# Some info on my gainssssss



## ECKSRATED (May 3, 2014)

So as some of u know I've been doing the cube for the past 8 weeks. Been loving it so far. Now before I started the cube I always lifted heavy weight but did more of a bodybuilding type split. One muscle group per day for 6 Days a week. My weight has been ranging from 228 to 232 for the past year or so. 

So yesterday I weighed myself for the first time in about two months because i noticed I was looking alot fuller and harder. I was 238!!!! Nothing has changed in my diet since starting this program. For me to gain 5 to 7 pounds is alot at my weight and all the years I've been training. I wasn'ttrying to get bigger either, actually been eating a little cleaner than usual. Everything from my arms to my shoulder to my legs have gotten bigger and meaty looking. Lol. The 3 days of rest is probably what it's from I'm guessing.

────────────────────

→ THE PROBLEM: Can you set down, word for word, the part of the training post that begins at the words "So yesterday I" and stops after "from I'm guessing."?

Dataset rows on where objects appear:
────────────────────

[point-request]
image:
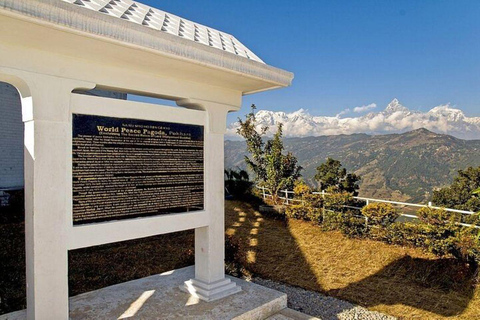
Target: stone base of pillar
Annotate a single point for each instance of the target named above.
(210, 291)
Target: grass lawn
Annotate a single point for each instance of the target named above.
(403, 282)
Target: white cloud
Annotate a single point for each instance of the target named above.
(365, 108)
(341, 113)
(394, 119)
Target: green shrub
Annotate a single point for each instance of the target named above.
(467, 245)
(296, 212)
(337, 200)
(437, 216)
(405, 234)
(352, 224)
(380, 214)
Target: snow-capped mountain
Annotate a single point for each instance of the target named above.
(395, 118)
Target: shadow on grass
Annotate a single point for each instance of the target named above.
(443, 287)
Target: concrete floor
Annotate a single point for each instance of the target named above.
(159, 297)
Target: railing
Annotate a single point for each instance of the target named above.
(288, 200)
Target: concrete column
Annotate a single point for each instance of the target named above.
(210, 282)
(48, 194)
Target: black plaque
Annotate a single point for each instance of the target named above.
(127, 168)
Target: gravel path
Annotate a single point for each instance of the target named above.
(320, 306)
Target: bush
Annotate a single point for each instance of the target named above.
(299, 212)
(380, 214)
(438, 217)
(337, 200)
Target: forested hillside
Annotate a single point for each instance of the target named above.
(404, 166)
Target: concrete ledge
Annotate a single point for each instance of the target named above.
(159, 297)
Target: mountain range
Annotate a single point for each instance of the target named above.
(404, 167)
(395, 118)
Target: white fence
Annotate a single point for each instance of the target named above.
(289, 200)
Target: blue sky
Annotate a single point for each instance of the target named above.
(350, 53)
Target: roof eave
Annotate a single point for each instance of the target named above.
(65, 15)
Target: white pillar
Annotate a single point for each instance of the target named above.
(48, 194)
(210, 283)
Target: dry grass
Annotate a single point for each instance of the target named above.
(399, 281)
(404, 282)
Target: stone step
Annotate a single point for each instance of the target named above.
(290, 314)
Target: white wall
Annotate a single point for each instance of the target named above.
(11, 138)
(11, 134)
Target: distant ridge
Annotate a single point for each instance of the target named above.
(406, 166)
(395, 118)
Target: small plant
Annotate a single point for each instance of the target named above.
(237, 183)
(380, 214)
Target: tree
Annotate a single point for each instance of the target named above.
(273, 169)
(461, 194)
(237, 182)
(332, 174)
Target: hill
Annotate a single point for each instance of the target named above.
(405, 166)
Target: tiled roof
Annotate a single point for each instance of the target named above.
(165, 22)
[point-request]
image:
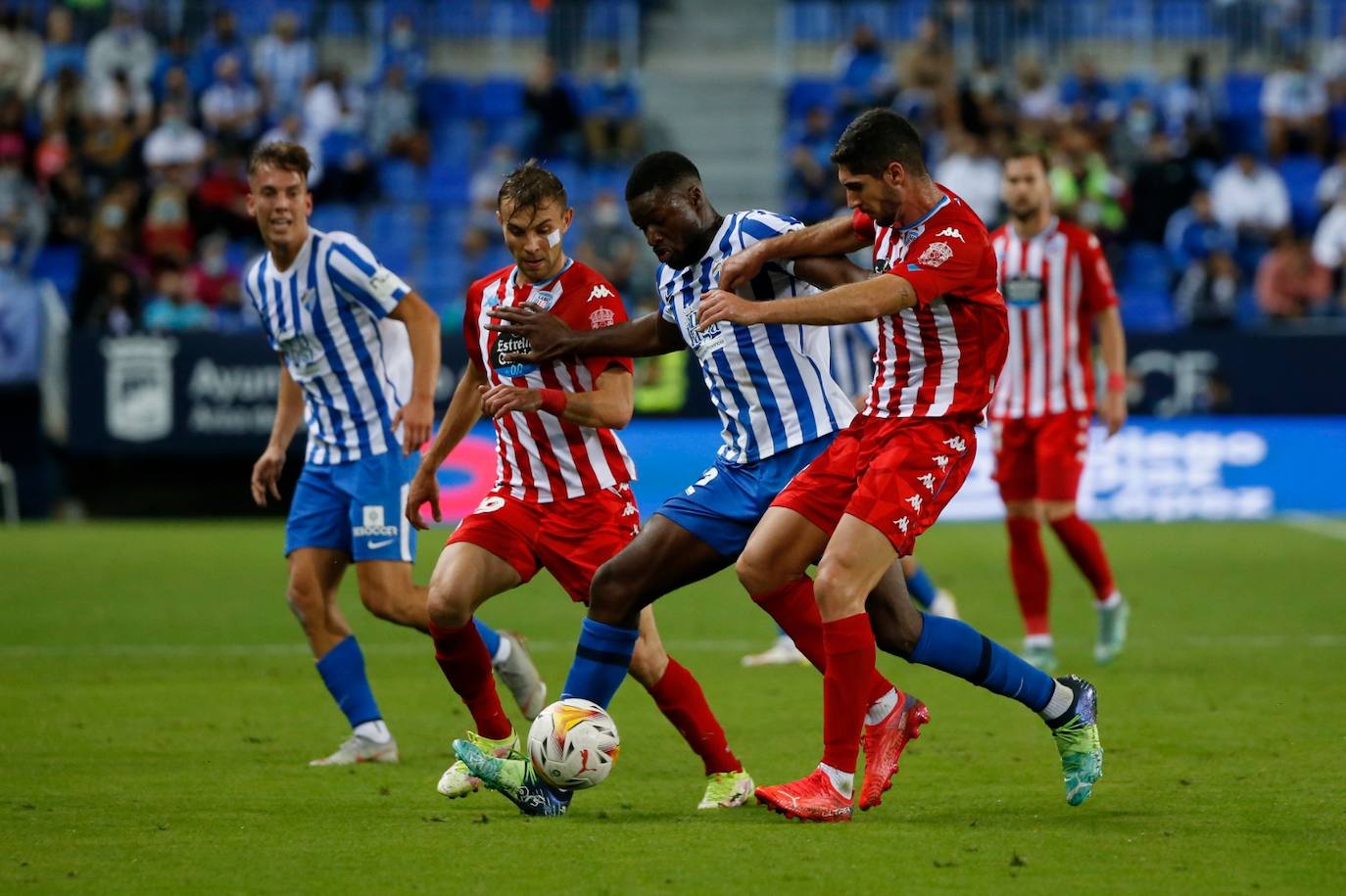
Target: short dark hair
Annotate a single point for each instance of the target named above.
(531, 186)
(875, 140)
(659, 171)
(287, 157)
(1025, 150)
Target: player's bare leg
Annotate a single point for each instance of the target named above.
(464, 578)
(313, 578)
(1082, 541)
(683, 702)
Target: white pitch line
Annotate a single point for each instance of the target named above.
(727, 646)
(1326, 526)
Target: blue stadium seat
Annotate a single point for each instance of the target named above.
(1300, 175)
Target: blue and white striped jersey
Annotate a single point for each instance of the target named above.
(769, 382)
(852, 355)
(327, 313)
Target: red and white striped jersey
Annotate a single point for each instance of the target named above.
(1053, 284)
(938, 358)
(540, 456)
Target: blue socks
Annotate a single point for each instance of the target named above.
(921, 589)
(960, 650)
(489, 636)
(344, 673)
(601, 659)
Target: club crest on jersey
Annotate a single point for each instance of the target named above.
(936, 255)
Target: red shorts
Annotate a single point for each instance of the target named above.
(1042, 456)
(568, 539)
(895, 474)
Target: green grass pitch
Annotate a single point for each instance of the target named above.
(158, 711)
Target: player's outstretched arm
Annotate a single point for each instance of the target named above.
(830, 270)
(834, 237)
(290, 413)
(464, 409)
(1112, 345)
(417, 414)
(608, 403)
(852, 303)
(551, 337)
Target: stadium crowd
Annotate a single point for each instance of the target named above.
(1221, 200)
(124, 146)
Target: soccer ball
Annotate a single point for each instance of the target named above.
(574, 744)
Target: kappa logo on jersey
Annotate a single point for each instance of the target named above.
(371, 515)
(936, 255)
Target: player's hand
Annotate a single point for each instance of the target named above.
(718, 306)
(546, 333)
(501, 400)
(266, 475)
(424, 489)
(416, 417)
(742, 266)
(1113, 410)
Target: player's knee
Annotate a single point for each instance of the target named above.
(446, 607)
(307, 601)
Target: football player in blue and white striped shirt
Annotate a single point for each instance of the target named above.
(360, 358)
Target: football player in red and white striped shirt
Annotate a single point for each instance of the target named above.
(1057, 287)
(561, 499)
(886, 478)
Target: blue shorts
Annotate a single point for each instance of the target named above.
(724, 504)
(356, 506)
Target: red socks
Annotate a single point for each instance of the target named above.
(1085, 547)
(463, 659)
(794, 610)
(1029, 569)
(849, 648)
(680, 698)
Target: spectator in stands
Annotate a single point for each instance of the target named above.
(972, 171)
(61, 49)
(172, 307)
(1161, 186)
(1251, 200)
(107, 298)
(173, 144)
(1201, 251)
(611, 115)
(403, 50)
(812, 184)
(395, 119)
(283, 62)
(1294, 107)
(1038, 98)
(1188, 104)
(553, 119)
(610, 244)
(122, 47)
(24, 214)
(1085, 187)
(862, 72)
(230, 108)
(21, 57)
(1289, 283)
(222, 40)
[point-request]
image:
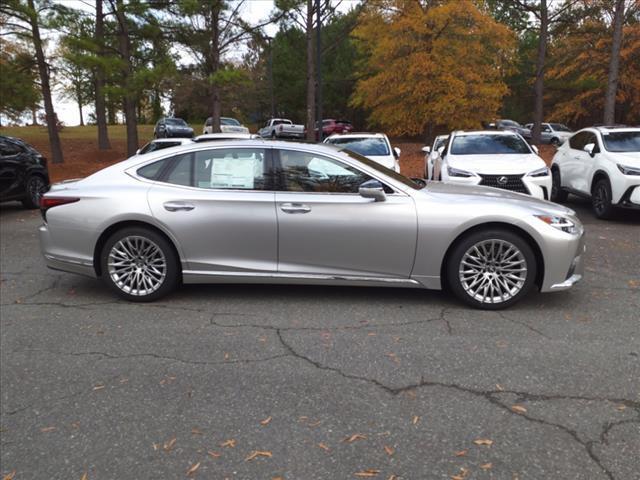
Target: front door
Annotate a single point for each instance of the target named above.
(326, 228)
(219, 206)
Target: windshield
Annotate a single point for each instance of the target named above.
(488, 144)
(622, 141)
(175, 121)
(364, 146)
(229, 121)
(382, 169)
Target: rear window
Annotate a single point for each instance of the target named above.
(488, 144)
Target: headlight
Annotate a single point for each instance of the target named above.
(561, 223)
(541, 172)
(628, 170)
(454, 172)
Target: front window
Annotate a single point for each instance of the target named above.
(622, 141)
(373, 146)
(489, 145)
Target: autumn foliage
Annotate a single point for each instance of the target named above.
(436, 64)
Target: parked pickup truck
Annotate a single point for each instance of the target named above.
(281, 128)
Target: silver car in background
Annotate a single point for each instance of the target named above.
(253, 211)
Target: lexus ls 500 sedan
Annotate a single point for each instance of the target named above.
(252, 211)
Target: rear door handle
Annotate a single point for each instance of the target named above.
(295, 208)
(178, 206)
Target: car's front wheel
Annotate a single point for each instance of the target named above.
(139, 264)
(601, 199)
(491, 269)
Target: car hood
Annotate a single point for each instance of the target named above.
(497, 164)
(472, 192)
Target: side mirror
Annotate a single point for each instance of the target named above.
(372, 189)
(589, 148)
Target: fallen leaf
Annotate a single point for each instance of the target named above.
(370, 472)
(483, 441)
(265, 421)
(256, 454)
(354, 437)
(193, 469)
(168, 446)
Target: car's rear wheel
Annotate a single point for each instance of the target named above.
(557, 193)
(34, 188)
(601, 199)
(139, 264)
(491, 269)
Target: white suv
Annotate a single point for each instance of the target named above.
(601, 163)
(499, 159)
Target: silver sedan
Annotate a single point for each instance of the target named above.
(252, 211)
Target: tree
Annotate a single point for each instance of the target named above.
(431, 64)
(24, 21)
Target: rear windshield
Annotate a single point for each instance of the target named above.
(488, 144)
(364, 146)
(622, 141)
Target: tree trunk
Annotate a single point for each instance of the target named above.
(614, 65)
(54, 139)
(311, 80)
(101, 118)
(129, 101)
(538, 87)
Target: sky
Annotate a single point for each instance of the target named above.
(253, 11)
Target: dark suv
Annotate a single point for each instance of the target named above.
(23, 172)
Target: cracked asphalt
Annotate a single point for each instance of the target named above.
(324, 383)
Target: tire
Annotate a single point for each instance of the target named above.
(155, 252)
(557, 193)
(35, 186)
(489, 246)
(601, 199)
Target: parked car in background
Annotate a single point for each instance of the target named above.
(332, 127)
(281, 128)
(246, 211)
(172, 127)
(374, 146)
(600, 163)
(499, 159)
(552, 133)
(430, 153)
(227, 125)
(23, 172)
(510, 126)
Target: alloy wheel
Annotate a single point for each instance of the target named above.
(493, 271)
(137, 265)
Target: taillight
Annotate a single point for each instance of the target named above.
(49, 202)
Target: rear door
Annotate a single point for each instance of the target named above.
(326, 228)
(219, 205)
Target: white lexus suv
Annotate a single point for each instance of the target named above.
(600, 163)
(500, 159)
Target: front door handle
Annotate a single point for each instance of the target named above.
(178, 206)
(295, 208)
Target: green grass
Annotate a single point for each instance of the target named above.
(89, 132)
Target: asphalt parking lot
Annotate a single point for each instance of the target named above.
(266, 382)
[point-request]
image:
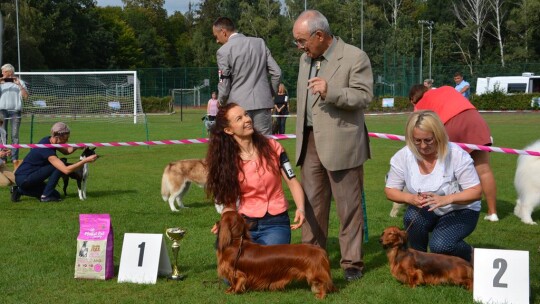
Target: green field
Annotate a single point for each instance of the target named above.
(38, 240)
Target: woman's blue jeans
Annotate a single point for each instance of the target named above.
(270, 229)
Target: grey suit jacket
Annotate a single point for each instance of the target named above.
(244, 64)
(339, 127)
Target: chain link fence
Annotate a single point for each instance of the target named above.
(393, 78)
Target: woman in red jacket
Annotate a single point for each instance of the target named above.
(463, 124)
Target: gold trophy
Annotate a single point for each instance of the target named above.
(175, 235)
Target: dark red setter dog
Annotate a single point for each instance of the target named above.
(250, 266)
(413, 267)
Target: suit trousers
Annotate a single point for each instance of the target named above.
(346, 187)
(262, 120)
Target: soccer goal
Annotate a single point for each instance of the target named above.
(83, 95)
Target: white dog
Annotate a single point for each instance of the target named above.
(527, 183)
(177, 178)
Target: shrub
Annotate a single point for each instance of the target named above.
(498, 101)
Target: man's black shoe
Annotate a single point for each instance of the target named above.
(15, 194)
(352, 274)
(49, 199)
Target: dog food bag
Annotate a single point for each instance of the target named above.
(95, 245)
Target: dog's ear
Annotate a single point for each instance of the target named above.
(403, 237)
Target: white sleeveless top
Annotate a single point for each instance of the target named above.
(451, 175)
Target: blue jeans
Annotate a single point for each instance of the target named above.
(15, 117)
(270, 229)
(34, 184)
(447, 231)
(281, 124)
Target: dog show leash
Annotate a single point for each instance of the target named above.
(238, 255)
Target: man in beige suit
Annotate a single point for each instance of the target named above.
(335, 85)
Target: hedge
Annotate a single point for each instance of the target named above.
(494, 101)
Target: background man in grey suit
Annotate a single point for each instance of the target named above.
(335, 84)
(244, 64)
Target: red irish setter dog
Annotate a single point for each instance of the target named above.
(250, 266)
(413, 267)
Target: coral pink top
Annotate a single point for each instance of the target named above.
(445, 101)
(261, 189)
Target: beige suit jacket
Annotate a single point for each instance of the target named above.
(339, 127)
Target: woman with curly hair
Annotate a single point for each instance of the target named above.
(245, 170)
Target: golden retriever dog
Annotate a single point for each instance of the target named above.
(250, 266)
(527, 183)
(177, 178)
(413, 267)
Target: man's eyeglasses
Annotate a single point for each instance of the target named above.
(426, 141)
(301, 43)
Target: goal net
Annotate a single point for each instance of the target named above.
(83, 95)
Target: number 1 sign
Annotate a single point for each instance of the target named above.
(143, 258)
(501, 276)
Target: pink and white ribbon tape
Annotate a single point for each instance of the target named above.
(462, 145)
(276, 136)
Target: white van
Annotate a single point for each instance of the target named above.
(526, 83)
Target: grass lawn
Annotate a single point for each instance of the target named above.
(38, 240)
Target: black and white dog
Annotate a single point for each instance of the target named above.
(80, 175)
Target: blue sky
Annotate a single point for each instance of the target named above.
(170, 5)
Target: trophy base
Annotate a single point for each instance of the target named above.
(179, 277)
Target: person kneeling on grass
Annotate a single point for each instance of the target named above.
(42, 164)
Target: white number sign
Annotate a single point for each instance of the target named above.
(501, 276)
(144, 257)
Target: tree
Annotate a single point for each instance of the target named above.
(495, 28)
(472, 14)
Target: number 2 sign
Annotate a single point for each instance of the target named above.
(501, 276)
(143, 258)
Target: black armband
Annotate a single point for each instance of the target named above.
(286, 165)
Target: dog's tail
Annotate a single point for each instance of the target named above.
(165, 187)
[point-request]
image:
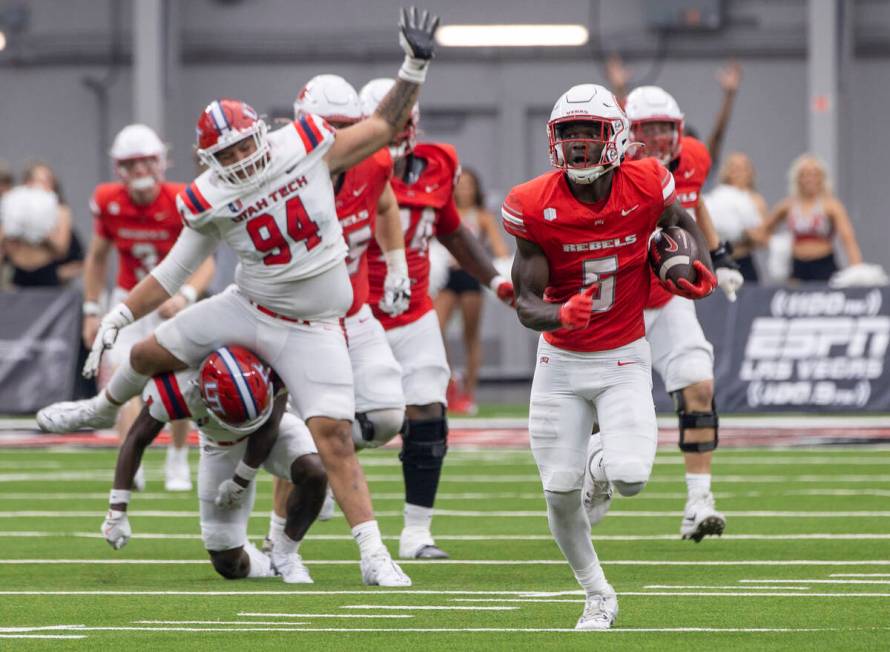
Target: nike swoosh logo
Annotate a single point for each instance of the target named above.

────────────────────

→ RESPONSE TO THE TASK:
So yesterday I weighed myself for the first time in about two months because i noticed I was looking alot fuller and harder. I was 238!!!! Nothing has changed in my diet since starting this program. For me to gain 5 to 7 pounds is alot at my weight and all the years I've been training. I wasn'ttrying to get bigger either, actually been eating a little cleaner than usual. Everything from my arms to my shoulder to my legs have gotten bigger and meaty looking. Lol. The 3 days of rest is probably what it's from I'm guessing.